__Aim__
Format the lines below as a Markdown table with two columns, No. and Line, giving each row a number and skipping blank lines. Leave the pictures out of the table.

>>

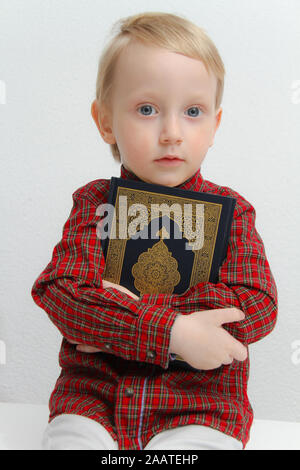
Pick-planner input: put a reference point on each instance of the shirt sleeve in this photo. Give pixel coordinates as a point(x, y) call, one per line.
point(245, 281)
point(71, 293)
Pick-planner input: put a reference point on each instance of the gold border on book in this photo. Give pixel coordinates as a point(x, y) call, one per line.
point(203, 257)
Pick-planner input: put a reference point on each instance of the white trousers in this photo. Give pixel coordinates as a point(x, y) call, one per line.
point(76, 432)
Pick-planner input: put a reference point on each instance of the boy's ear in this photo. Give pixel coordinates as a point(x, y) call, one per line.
point(217, 123)
point(102, 118)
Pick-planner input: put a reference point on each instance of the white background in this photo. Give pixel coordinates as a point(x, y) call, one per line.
point(50, 146)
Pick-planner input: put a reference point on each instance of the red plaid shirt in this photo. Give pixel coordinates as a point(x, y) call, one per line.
point(131, 387)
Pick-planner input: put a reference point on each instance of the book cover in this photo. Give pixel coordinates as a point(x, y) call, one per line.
point(160, 239)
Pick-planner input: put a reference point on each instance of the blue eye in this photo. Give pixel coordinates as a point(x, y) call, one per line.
point(147, 106)
point(195, 115)
point(148, 110)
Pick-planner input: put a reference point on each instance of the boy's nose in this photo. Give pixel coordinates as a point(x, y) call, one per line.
point(171, 132)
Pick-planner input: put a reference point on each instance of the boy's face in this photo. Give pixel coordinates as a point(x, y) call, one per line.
point(163, 103)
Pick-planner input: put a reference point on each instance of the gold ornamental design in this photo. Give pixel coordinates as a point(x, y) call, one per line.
point(156, 269)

<<

__Task answer__
| No. | Line |
|---|---|
| 1 | Pick-planner input: put a reference point on each instance of the shirt sleeve in this photo. Give pixel coordinates as a point(x, y) call, one per line. |
| 2 | point(245, 281) |
| 3 | point(71, 293) |
| 4 | Pick-planner input: put a reference point on each instance of the gold border on book in this photo. Give pixel coordinates as a point(x, y) call, one per line. |
| 5 | point(203, 257) |
| 6 | Pick-planner input: put a reference point on each instance of the white trousers in this photo. Give pixel coordinates as a point(x, y) call, one per line. |
| 7 | point(76, 432) |
| 8 | Pick-planner input: put a reference point on each instance of the boy's ear in this photo. Give pixel coordinates as a point(x, y) call, one per line. |
| 9 | point(217, 123) |
| 10 | point(102, 118) |
| 11 | Pick-planner input: put a reference point on each instance of the white background in this photo. Give pixel coordinates as a point(x, y) call, one per line. |
| 12 | point(50, 146) |
| 13 | Pick-planner input: put a reference point on each instance of the red plaid shirt in this photo. Give pixel coordinates as a point(x, y) call, one per line. |
| 14 | point(131, 387) |
| 15 | Pick-planner input: put a reference point on each instance of the book cover in this photo. Give pixel coordinates as a point(x, y) call, one per line. |
| 16 | point(160, 239) |
| 17 | Pick-planner input: put a reference point on each instance of the blue eye in this photo. Give pixel coordinates as a point(x, y) call, one per line. |
| 18 | point(147, 106) |
| 19 | point(195, 115) |
| 20 | point(148, 110) |
| 21 | Pick-planner input: put a reference point on each instance of the boy's nose in this photo. Give pixel coordinates as a point(x, y) call, one per line. |
| 22 | point(171, 132) |
| 23 | Pick-planner input: put a reference point on each instance of the boy's face in this photo. Give pixel coordinates as a point(x, y) call, one per line. |
| 24 | point(163, 103) |
| 25 | Pick-planner input: put a reference point on each instance of the gold ornamental design in this photo. Give pixel coordinates as a point(x, y) call, one per line. |
| 26 | point(156, 269) |